Data records.

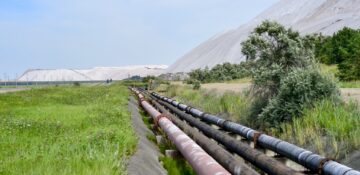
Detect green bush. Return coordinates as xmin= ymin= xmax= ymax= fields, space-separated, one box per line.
xmin=193 ymin=81 xmax=201 ymax=90
xmin=242 ymin=21 xmax=337 ymax=127
xmin=259 ymin=69 xmax=339 ymax=127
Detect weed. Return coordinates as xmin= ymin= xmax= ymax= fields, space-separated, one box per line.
xmin=0 ymin=85 xmax=137 ymax=174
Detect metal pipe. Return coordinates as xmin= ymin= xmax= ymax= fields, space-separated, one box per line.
xmin=151 ymin=100 xmax=259 ymax=175
xmin=132 ymin=89 xmax=230 ymax=175
xmin=159 ymin=98 xmax=302 ymax=175
xmin=152 ymin=92 xmax=360 ymax=175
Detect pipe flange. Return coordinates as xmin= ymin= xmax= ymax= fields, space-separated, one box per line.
xmin=154 ymin=113 xmax=171 ymax=127
xmin=318 ymin=158 xmax=335 ymax=174
xmin=253 ymin=132 xmax=262 ymax=148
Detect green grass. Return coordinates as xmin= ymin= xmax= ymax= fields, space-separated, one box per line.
xmin=0 ymin=85 xmax=137 ymax=175
xmin=339 ymin=81 xmax=360 ymax=88
xmin=140 ymin=100 xmax=195 ymax=175
xmin=160 ymin=157 xmax=196 ymax=175
xmin=276 ymin=100 xmax=360 ymax=159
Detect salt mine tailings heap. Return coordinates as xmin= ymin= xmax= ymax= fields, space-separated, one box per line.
xmin=131 ymin=89 xmax=230 ymax=175
xmin=151 ymin=92 xmax=360 ymax=175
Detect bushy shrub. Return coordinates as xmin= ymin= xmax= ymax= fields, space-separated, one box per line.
xmin=193 ymin=81 xmax=201 ymax=90
xmin=242 ymin=21 xmax=337 ymax=127
xmin=259 ymin=68 xmax=339 ymax=127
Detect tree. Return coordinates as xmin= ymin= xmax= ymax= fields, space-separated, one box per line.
xmin=242 ymin=21 xmax=337 ymax=128
xmin=242 ymin=21 xmax=314 ymax=96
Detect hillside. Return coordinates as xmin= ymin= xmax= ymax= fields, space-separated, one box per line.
xmin=18 ymin=65 xmax=167 ymax=81
xmin=167 ymin=0 xmax=360 ymax=73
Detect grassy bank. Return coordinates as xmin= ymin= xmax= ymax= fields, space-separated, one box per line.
xmin=164 ymin=85 xmax=360 ymax=159
xmin=0 ymin=85 xmax=137 ymax=174
xmin=273 ymin=100 xmax=360 ymax=159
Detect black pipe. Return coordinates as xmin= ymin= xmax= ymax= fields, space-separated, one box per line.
xmin=151 ymin=100 xmax=259 ymax=175
xmin=152 ymin=92 xmax=360 ymax=175
xmin=159 ymin=98 xmax=302 ymax=175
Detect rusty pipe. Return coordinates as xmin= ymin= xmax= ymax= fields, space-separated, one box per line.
xmin=133 ymin=90 xmax=230 ymax=175
xmin=151 ymin=100 xmax=259 ymax=175
xmin=151 ymin=92 xmax=360 ymax=175
xmin=159 ymin=98 xmax=302 ymax=175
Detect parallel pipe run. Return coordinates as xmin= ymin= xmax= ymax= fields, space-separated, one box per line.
xmin=151 ymin=92 xmax=360 ymax=175
xmin=159 ymin=101 xmax=302 ymax=175
xmin=131 ymin=89 xmax=230 ymax=175
xmin=151 ymin=100 xmax=259 ymax=175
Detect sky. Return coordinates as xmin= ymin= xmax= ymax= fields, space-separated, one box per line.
xmin=0 ymin=0 xmax=277 ymax=79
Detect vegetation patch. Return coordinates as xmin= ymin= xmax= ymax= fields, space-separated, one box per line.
xmin=274 ymin=100 xmax=360 ymax=159
xmin=0 ymin=84 xmax=137 ymax=174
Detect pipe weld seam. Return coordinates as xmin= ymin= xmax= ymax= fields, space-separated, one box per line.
xmin=318 ymin=158 xmax=334 ymax=175
xmin=253 ymin=132 xmax=262 ymax=148
xmin=154 ymin=113 xmax=171 ymax=127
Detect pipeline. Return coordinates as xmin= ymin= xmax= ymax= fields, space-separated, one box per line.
xmin=151 ymin=92 xmax=360 ymax=175
xmin=131 ymin=89 xmax=230 ymax=175
xmin=151 ymin=100 xmax=259 ymax=175
xmin=159 ymin=98 xmax=302 ymax=175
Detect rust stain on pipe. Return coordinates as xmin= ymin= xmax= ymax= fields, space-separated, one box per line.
xmin=132 ymin=89 xmax=230 ymax=175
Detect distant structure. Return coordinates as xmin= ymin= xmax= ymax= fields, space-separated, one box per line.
xmin=17 ymin=65 xmax=167 ymax=82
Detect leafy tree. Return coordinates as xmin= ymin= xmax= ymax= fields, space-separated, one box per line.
xmin=242 ymin=21 xmax=314 ymax=97
xmin=242 ymin=21 xmax=336 ymax=127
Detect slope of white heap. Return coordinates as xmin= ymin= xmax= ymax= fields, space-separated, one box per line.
xmin=18 ymin=65 xmax=167 ymax=81
xmin=167 ymin=0 xmax=360 ymax=73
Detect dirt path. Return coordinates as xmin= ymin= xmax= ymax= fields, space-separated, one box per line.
xmin=127 ymin=96 xmax=167 ymax=175
xmin=0 ymin=88 xmax=30 ymax=94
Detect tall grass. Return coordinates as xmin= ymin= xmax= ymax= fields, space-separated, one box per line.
xmin=275 ymin=100 xmax=360 ymax=159
xmin=339 ymin=81 xmax=360 ymax=88
xmin=0 ymin=85 xmax=137 ymax=174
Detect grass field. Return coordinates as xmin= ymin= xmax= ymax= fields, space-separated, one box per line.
xmin=0 ymin=85 xmax=137 ymax=175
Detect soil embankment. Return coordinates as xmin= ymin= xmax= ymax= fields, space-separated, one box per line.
xmin=128 ymin=96 xmax=167 ymax=175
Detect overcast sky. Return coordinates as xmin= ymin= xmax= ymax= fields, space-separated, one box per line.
xmin=0 ymin=0 xmax=277 ymax=79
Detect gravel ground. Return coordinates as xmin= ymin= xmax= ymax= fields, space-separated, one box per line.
xmin=128 ymin=96 xmax=167 ymax=175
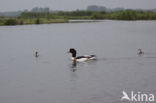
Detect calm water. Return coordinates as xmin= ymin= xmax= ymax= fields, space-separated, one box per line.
xmin=0 ymin=21 xmax=156 ymax=103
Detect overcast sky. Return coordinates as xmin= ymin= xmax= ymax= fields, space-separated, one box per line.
xmin=0 ymin=0 xmax=156 ymax=12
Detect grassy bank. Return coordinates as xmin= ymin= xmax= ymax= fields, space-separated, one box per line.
xmin=0 ymin=9 xmax=156 ymax=25
xmin=0 ymin=18 xmax=68 ymax=26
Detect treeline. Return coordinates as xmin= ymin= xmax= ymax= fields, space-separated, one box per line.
xmin=0 ymin=10 xmax=156 ymax=25
xmin=20 ymin=10 xmax=156 ymax=20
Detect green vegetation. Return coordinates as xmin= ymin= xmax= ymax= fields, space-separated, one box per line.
xmin=0 ymin=9 xmax=156 ymax=25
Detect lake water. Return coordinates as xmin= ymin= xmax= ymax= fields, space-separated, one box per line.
xmin=0 ymin=20 xmax=156 ymax=103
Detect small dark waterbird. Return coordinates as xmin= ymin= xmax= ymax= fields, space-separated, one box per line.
xmin=35 ymin=51 xmax=39 ymax=58
xmin=138 ymin=48 xmax=144 ymax=55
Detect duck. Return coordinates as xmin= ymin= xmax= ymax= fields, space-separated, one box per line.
xmin=68 ymin=48 xmax=97 ymax=63
xmin=138 ymin=48 xmax=144 ymax=55
xmin=35 ymin=51 xmax=39 ymax=58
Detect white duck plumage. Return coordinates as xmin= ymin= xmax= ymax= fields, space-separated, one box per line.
xmin=69 ymin=48 xmax=96 ymax=62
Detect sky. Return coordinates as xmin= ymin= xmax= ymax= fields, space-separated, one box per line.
xmin=0 ymin=0 xmax=156 ymax=12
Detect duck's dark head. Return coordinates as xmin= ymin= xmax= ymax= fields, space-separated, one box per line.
xmin=69 ymin=48 xmax=76 ymax=57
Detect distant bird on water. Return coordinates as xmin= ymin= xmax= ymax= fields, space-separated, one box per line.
xmin=35 ymin=51 xmax=39 ymax=58
xmin=138 ymin=48 xmax=144 ymax=55
xmin=68 ymin=48 xmax=97 ymax=63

Short exercise.
Reproduce everything from the start of the material above down to and including the line containing "xmin=276 ymin=100 xmax=360 ymax=159", requests included, and offset every bounding-box coordinate in the answers by 106. Leave the pictures out of your reply.

Full solution.
Detect green bush. Return coordinates as xmin= ymin= xmax= ymax= fields, space-separated, one box per line.
xmin=299 ymin=187 xmax=307 ymax=196
xmin=348 ymin=127 xmax=443 ymax=233
xmin=365 ymin=175 xmax=445 ymax=233
Detect weed. Return coordinates as xmin= ymin= xmax= ymax= fields, space-separated, one box per line.
xmin=106 ymin=191 xmax=243 ymax=280
Detect metal pipe. Return coordinates as xmin= ymin= xmax= ymax= fields, space-separated, one box per line.
xmin=257 ymin=206 xmax=365 ymax=281
xmin=238 ymin=195 xmax=336 ymax=281
xmin=265 ymin=204 xmax=408 ymax=281
xmin=258 ymin=198 xmax=466 ymax=281
Detect pipe flange. Return coordinates as xmin= ymin= xmax= ymax= fields, space-separated, one box per line.
xmin=260 ymin=219 xmax=277 ymax=233
xmin=424 ymin=264 xmax=441 ymax=280
xmin=359 ymin=238 xmax=368 ymax=254
Detect green grass. Return coordinates as xmin= ymin= xmax= ymax= fields, space-separated, one box per line.
xmin=106 ymin=191 xmax=243 ymax=281
xmin=445 ymin=187 xmax=466 ymax=194
xmin=246 ymin=206 xmax=301 ymax=281
xmin=266 ymin=263 xmax=302 ymax=281
xmin=382 ymin=206 xmax=466 ymax=265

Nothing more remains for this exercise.